- Given data:

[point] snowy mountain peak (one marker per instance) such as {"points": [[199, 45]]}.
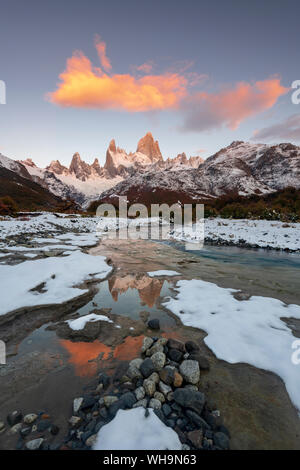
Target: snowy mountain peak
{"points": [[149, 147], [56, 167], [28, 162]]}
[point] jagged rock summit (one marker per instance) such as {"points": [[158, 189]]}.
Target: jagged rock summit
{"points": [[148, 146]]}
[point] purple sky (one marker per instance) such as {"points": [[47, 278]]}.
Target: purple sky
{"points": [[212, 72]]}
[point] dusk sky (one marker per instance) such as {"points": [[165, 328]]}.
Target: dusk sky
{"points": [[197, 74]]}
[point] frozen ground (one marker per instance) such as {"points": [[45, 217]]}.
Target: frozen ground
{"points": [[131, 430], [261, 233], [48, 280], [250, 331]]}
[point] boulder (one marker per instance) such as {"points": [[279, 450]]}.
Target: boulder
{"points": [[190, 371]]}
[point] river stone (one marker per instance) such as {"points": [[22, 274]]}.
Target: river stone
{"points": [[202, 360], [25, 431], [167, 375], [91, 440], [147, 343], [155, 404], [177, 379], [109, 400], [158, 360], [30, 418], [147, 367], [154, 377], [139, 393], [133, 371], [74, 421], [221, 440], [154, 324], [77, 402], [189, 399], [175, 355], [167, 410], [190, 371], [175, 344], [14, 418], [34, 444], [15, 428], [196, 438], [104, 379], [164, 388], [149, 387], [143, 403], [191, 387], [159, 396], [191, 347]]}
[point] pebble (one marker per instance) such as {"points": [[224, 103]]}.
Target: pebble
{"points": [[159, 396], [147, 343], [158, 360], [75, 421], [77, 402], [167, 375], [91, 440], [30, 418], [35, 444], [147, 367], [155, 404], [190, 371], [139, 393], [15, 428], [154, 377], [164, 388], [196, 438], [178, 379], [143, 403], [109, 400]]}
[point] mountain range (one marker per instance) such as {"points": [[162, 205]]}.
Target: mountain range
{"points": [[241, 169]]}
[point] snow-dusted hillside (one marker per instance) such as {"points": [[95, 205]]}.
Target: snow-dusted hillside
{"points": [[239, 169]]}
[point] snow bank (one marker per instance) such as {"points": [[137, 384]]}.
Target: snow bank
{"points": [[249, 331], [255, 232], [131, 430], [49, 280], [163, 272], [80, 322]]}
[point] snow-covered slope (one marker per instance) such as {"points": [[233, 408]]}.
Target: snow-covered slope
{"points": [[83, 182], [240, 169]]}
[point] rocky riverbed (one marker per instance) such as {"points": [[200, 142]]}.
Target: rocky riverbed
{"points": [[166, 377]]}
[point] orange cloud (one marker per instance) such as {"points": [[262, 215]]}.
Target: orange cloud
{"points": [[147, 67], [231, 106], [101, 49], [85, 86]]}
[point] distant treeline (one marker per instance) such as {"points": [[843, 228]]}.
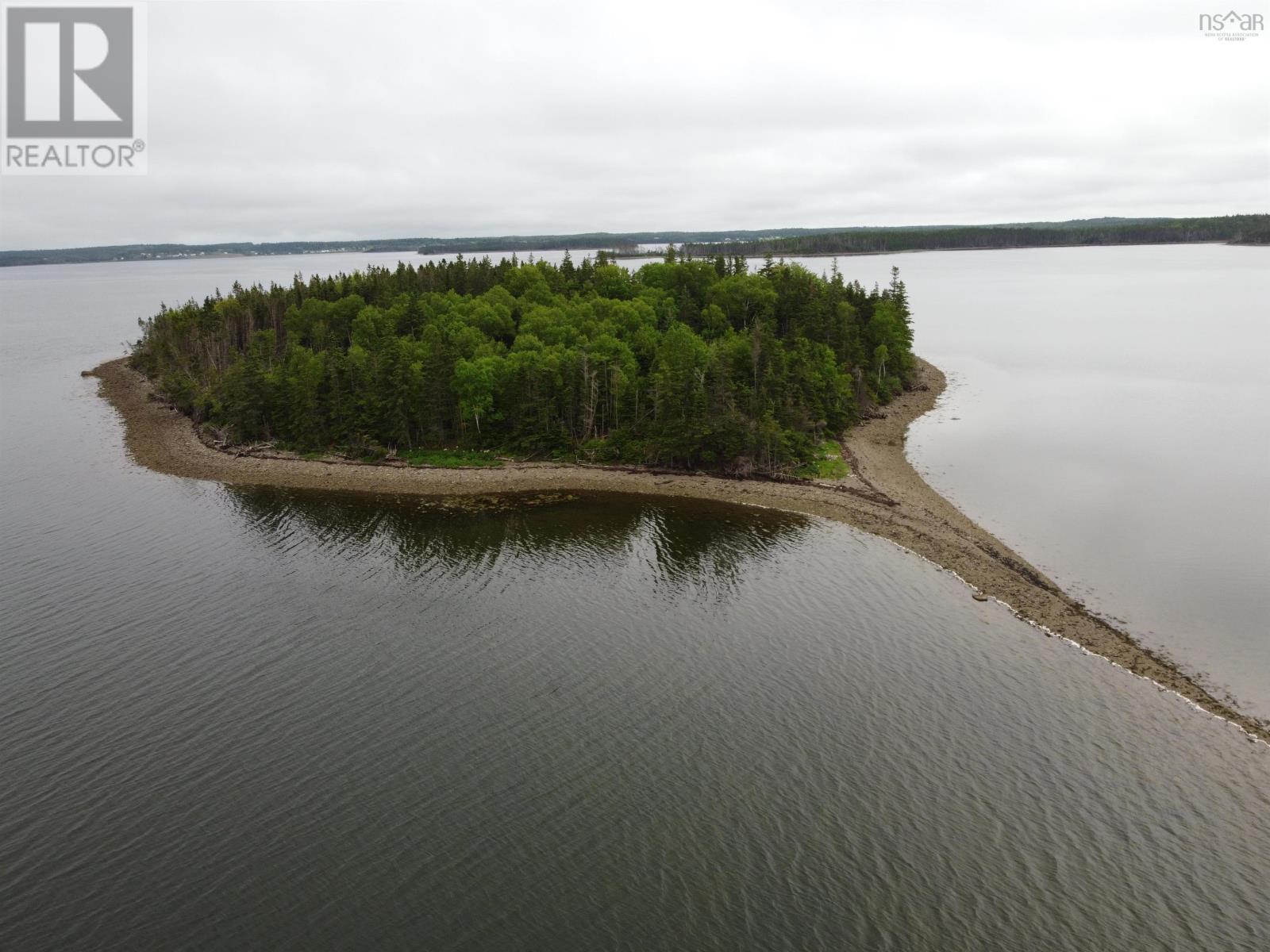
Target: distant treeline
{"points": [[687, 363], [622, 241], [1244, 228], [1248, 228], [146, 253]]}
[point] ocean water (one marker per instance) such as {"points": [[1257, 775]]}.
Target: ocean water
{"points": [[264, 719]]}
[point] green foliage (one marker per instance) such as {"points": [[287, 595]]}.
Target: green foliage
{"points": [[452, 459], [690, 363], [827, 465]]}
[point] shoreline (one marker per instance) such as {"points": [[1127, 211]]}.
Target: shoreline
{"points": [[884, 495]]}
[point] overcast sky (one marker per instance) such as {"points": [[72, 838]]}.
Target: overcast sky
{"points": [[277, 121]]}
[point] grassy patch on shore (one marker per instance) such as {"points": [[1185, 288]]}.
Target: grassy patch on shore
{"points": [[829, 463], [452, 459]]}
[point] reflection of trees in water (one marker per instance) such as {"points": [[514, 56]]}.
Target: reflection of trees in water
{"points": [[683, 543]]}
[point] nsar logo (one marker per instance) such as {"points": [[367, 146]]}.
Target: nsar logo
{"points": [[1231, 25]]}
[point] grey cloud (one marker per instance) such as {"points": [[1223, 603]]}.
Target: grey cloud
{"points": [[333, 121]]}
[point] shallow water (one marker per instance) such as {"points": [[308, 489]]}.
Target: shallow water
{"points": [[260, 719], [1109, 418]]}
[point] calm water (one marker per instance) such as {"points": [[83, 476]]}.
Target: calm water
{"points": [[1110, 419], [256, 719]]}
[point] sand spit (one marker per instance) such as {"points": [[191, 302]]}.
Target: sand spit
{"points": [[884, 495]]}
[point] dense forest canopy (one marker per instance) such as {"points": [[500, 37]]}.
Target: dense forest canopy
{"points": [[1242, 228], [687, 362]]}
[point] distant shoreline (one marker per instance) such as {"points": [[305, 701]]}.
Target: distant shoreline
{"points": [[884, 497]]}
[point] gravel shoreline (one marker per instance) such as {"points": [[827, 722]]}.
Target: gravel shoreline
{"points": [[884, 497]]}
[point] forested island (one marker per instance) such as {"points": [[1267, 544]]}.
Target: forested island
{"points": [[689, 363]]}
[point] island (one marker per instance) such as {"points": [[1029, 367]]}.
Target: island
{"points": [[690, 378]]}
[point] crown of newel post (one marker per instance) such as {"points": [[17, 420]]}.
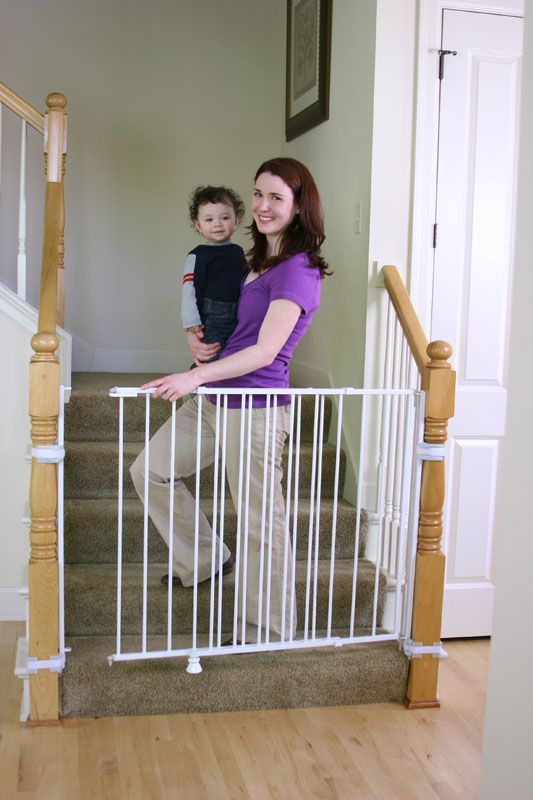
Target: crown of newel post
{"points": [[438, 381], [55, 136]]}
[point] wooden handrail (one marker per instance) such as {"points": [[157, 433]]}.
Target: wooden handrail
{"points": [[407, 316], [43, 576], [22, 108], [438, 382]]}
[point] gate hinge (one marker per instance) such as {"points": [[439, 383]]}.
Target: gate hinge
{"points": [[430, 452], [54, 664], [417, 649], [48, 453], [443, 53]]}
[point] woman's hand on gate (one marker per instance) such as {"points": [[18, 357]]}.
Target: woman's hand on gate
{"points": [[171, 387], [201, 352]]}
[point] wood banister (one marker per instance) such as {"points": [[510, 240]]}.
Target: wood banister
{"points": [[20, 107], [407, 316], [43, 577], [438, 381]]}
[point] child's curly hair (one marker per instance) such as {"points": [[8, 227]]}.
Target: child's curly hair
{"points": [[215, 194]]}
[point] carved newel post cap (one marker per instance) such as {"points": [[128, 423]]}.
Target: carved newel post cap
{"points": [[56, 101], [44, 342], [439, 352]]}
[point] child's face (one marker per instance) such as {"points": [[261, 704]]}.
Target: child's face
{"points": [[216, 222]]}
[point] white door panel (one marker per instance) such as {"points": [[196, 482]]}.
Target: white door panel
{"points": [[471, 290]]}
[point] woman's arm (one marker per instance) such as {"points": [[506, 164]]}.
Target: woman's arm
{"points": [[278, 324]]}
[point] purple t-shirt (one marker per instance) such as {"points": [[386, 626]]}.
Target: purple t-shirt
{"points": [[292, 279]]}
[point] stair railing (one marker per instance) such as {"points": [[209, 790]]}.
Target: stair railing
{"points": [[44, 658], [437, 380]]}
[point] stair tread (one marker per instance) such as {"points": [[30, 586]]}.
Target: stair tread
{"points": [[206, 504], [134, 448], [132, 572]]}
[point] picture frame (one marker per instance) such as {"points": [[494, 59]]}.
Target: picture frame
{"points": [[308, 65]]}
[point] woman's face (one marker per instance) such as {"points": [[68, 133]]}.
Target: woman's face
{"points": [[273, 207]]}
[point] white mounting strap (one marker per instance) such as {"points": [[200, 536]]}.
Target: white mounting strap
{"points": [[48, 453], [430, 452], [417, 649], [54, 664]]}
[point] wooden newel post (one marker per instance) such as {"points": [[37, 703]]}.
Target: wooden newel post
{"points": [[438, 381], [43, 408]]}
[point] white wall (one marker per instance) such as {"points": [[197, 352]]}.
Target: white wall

- Task to complete: Put every line of the material above into a numbered list, skipping any blank lines and leaving out the pictures.

- Expected answer:
1. [point] snowy mountain peak (one marker per instance) such as {"points": [[199, 45]]}.
2. Target: snowy mountain peak
3. {"points": [[149, 147], [56, 167], [28, 162]]}
4. [point] jagged rock summit (one marker per instance) such as {"points": [[158, 189]]}.
5. Target: jagged rock summit
6. {"points": [[148, 146]]}
7. [point] purple sky (one marker per instance) such as {"points": [[47, 278]]}.
8. Target: purple sky
9. {"points": [[212, 72]]}
10. [point] dusk sky (one marker per instance) such as {"points": [[165, 328]]}.
11. Target: dusk sky
12. {"points": [[197, 74]]}
13. [point] frozen ground (one marker per instance) such as {"points": [[45, 217]]}.
14. Target: frozen ground
15. {"points": [[131, 430], [261, 233], [48, 280], [250, 331]]}
16. [point] boulder (one marker per instance) such as {"points": [[279, 450]]}.
17. Target: boulder
18. {"points": [[190, 371]]}
19. [point] river stone (one marker per instance) such as {"points": [[22, 274]]}.
20. Target: river stone
21. {"points": [[202, 360], [25, 431], [167, 375], [91, 440], [147, 343], [155, 404], [177, 379], [109, 400], [158, 360], [30, 418], [147, 367], [154, 377], [139, 393], [133, 371], [74, 421], [221, 440], [154, 324], [77, 402], [189, 399], [175, 355], [167, 410], [190, 371], [175, 344], [14, 418], [34, 444], [15, 428], [196, 438], [104, 379], [164, 388], [149, 387], [143, 403], [191, 387], [159, 396], [191, 347]]}
22. [point] pebble (one marker per instance) such as {"points": [[224, 103]]}.
23. Target: pebble
24. {"points": [[159, 396], [147, 343], [158, 360], [75, 421], [77, 402], [167, 375], [91, 440], [30, 418], [35, 444], [147, 367], [155, 404], [190, 371], [139, 393], [15, 428], [154, 377], [164, 388], [196, 438], [178, 379], [143, 403], [109, 400]]}
25. [point] mountain range (one marker per instance) such as {"points": [[162, 205]]}.
26. Target: mountain range
27. {"points": [[241, 169]]}
28. [point] snow-dusted hillside (one marker per instance) such as {"points": [[95, 205]]}.
29. Target: snow-dusted hillside
30. {"points": [[239, 169]]}
31. [point] snow bank (one marker per instance) such as {"points": [[137, 384]]}.
32. Target: snow bank
33. {"points": [[249, 331], [255, 232], [131, 430], [49, 280], [163, 272], [80, 322]]}
34. [point] snow-covered slope (one marker per instance) such as {"points": [[233, 408]]}.
35. Target: snow-covered slope
36. {"points": [[83, 182], [240, 169]]}
37. [point] rocky riverbed (one marker per instance) such as {"points": [[200, 142]]}.
38. Target: rocky riverbed
39. {"points": [[166, 377]]}
40. [point] orange cloud (one marker per instance) such as {"points": [[262, 215]]}.
41. Target: orange cloud
42. {"points": [[147, 67], [231, 106], [101, 49], [85, 86]]}
43. [point] distant treeline (one marker per instance) such as {"points": [[843, 228]]}.
44. Target: distant treeline
45. {"points": [[687, 363], [622, 241], [1244, 228], [1248, 228], [146, 253]]}
46. [point] ocean water (one marker per instance) such as {"points": [[1257, 775]]}.
47. Target: ocean water
48. {"points": [[264, 719]]}
49. [point] green foliage (one marker per instance) such as {"points": [[287, 595]]}.
50. Target: green foliage
51. {"points": [[452, 459], [690, 363], [827, 465]]}
52. [point] shoreline (one marker per instance) such as {"points": [[1127, 211]]}.
53. Target: shoreline
54. {"points": [[884, 495]]}
55. [point] overcast sky (one marker per instance) such as {"points": [[72, 838]]}.
56. Target: overcast sky
57. {"points": [[277, 121]]}
58. [point] grassy patch on shore (one marker per instance) such as {"points": [[1185, 288]]}.
59. Target: grassy patch on shore
60. {"points": [[829, 463], [452, 459]]}
61. [point] reflection of trees in water (one marker per instance) such as {"points": [[514, 56]]}.
62. Target: reflection of trees in water
63. {"points": [[683, 543]]}
64. [point] nsar logo (one marker per instance) such as {"points": [[367, 146]]}.
65. Target: nsar logo
66. {"points": [[1231, 25]]}
67. [point] grey cloud (one marker per instance) such as {"points": [[1223, 603]]}.
68. Target: grey cloud
69. {"points": [[333, 121]]}
70. [point] shallow water (one marker per instance) such as {"points": [[308, 489]]}.
71. Target: shallow water
72. {"points": [[260, 719], [1109, 418]]}
73. [point] calm water (one marker per instance) such as {"points": [[83, 476]]}.
74. Target: calm water
75. {"points": [[1110, 419], [256, 719]]}
76. [point] sand spit (one marker per instance) such as {"points": [[191, 302]]}.
77. Target: sand spit
78. {"points": [[884, 495]]}
79. [point] dense forest canopy (one marker per instance) such as {"points": [[500, 37]]}.
80. Target: dense forest canopy
81. {"points": [[1242, 228], [687, 362]]}
82. [point] distant shoreline (one marker per instance) such as {"points": [[305, 701]]}.
83. Target: distant shoreline
84. {"points": [[884, 497]]}
85. [point] gravel shoreline (one marker per instance) such as {"points": [[827, 722]]}.
86. Target: gravel shoreline
87. {"points": [[884, 497]]}
88. [point] forested island (one marker per instance) such as {"points": [[1267, 544]]}.
89. Target: forested island
90. {"points": [[689, 363]]}
91. [point] island (one marker per instance) such as {"points": [[1029, 367]]}.
92. Target: island
93. {"points": [[690, 378]]}
94. [point] crown of newel post (one marker per instance) such as {"points": [[17, 420]]}.
95. Target: crown of newel post
96. {"points": [[438, 381], [55, 136]]}
97. [point] wooden handrail (one marker per instance) such as {"points": [[157, 433]]}.
98. Target: wooden handrail
99. {"points": [[407, 316], [43, 576], [22, 108], [438, 382]]}
100. [point] gate hinge (one marker per instance) such as {"points": [[439, 383]]}.
101. Target: gate hinge
102. {"points": [[430, 452], [54, 664], [417, 649], [48, 453], [443, 53]]}
103. [point] woman's hand on gate (one marker per instance) such as {"points": [[18, 357]]}.
104. Target: woman's hand on gate
105. {"points": [[171, 387], [201, 352]]}
106. [point] wood banister (one marker per instance) such as {"points": [[510, 240]]}.
107. Target: wood banister
108. {"points": [[20, 107], [407, 316], [43, 577], [438, 381]]}
109. [point] child's curly hair (one marker per instance) such as {"points": [[8, 227]]}.
110. Target: child's curly hair
111. {"points": [[215, 194]]}
112. [point] carved newel post cap (one marker per instance) such as {"points": [[128, 423]]}.
113. Target: carved newel post cap
114. {"points": [[56, 101], [44, 342], [439, 352]]}
115. [point] child's face (one marker per instance) such as {"points": [[261, 704]]}.
116. Target: child's face
117. {"points": [[216, 222]]}
118. [point] white door panel (one marker per instance) such as {"points": [[196, 482]]}.
119. Target: white door panel
120. {"points": [[471, 290]]}
121. [point] woman's arm (one marker per instance) such as {"points": [[506, 164]]}.
122. Target: woman's arm
123. {"points": [[278, 324]]}
124. [point] purple t-shirt (one marker per instance) such as {"points": [[386, 626]]}.
125. Target: purple t-shirt
126. {"points": [[292, 279]]}
127. [point] stair railing (one marker per instance) such as {"points": [[209, 790]]}.
128. Target: stair railing
129. {"points": [[44, 658], [437, 380]]}
130. [point] stair tread (one marker per instance) such as {"points": [[30, 586]]}.
131. Target: stair tread
132. {"points": [[206, 504], [134, 448], [132, 572]]}
133. [point] picture frame (one marker per instance) such as {"points": [[494, 59]]}.
134. Target: picture frame
135. {"points": [[308, 65]]}
136. [point] woman's face (one marker per instance) such as {"points": [[68, 133]]}.
137. Target: woman's face
138. {"points": [[273, 207]]}
139. [point] white mounting strap (one marker per instance) such as {"points": [[200, 536]]}.
140. Target: white mounting strap
141. {"points": [[48, 453], [430, 452], [417, 649], [54, 664]]}
142. [point] wooden newel post (one marker per instance) such as {"points": [[37, 703]]}.
143. Target: wooden newel post
144. {"points": [[438, 381], [43, 408]]}
145. [point] white wall (one marker per instance) such as {"points": [[197, 352]]}.
146. Target: white wall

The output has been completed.